> PROBLEM DETAILS: From the records that follow, copy every line that contains the word "below".

(Collection entries)
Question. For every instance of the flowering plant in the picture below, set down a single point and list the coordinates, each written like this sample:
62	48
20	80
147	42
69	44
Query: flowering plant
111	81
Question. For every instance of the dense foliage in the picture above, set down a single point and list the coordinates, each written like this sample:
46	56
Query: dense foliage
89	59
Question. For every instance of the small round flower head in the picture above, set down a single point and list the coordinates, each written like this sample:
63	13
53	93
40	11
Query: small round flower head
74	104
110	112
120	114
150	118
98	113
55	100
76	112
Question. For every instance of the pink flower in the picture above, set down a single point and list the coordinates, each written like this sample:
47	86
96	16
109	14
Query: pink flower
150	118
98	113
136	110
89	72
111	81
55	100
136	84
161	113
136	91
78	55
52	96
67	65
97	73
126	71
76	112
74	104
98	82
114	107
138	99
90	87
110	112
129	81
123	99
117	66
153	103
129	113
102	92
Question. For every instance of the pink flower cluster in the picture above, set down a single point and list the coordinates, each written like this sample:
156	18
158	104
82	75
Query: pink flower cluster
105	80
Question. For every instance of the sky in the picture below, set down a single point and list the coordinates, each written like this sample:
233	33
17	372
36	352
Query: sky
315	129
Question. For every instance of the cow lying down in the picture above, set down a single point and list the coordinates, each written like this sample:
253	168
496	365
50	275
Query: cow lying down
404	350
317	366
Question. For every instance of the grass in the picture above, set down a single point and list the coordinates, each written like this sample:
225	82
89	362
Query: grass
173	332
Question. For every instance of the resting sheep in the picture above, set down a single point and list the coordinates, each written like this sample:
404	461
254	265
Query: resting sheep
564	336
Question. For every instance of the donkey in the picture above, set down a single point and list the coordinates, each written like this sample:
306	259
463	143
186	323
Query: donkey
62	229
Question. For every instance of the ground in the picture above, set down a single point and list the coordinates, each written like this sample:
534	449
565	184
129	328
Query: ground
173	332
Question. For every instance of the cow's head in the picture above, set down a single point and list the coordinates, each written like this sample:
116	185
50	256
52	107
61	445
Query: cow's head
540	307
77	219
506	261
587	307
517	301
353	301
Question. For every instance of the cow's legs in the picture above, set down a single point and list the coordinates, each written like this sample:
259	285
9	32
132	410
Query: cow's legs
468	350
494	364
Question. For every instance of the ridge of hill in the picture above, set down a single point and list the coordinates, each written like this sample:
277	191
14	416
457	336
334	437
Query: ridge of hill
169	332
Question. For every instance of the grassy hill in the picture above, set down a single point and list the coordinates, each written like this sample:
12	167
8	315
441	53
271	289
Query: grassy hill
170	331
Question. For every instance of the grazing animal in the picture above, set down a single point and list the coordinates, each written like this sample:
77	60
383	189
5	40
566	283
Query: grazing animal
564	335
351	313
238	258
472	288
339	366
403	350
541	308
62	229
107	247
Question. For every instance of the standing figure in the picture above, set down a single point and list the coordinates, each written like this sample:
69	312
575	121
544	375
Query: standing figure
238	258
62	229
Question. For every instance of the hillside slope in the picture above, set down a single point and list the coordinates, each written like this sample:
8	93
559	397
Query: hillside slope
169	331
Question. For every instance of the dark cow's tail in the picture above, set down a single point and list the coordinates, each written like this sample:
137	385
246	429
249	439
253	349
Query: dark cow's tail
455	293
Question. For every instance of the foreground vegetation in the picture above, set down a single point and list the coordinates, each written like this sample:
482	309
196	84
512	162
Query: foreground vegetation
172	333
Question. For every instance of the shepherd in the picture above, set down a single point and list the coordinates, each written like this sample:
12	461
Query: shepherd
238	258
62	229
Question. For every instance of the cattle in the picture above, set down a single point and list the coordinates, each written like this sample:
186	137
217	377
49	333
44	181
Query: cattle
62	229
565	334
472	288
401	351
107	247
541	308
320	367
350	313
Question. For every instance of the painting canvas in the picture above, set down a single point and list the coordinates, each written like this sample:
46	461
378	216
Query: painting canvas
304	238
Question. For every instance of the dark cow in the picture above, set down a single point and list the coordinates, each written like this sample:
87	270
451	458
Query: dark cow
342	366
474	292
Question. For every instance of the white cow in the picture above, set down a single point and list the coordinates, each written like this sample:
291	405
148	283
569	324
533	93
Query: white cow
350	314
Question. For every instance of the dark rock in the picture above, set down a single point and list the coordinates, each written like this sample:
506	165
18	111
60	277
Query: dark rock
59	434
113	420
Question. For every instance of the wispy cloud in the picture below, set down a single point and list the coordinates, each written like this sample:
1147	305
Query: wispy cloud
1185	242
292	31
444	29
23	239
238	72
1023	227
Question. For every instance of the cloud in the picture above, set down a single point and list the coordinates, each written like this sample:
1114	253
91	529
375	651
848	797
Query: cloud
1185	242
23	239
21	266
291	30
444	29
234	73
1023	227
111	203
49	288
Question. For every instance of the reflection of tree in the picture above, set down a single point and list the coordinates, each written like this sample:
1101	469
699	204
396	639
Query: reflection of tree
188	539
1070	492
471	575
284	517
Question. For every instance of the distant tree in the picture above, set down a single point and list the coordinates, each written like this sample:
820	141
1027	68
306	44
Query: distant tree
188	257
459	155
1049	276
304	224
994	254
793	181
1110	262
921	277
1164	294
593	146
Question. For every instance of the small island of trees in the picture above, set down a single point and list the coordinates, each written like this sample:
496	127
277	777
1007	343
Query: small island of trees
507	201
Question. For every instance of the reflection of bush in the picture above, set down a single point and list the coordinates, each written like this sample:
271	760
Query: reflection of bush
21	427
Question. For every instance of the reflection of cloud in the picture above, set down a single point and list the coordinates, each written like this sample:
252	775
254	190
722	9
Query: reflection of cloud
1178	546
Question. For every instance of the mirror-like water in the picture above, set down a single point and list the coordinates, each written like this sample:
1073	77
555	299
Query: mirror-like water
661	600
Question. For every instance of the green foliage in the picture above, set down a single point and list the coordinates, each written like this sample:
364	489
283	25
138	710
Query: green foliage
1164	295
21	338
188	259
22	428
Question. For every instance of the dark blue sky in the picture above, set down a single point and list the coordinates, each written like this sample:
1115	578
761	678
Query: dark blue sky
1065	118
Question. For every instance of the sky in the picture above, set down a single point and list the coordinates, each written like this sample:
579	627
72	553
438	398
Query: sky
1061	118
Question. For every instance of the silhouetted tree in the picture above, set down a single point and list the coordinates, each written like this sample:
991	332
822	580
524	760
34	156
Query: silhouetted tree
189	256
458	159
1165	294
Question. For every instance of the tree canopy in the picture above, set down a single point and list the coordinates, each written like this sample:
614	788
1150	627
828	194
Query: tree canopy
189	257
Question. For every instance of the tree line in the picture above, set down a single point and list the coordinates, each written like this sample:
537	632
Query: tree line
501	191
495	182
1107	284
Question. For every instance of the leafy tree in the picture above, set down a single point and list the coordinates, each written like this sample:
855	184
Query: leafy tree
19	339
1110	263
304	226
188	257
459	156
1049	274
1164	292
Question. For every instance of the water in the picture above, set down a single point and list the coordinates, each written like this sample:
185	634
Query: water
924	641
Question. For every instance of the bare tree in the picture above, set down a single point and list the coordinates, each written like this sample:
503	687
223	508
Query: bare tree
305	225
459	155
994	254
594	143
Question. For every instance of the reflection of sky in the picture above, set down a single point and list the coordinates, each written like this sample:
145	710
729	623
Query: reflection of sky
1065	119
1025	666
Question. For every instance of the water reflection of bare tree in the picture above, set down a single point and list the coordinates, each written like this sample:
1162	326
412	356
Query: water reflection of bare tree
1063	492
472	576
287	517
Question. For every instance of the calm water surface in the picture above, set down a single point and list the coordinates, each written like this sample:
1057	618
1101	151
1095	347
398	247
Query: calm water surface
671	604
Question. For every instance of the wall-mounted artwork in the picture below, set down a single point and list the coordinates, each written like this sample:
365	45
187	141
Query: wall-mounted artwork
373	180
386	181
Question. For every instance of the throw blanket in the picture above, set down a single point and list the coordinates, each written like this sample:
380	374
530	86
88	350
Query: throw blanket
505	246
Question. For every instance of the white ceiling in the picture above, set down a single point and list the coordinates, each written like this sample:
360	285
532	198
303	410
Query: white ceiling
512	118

> ANSWER AREA:
Question. For every instance of the flowering plant in the picture below, set down a single point and list the coordinates, each written like this sample:
Question. For every instance of the sky in the picture below, set down a single point and list the coordinates, each written like this sample:
Question. For every instance of the wispy cloud in the picture below, set down a single point and list the coordinates, each written like this sample:
Question. For every instance of the wall-mounted artwork in the picture below, set down a single point and list the coordinates, each written like this sample:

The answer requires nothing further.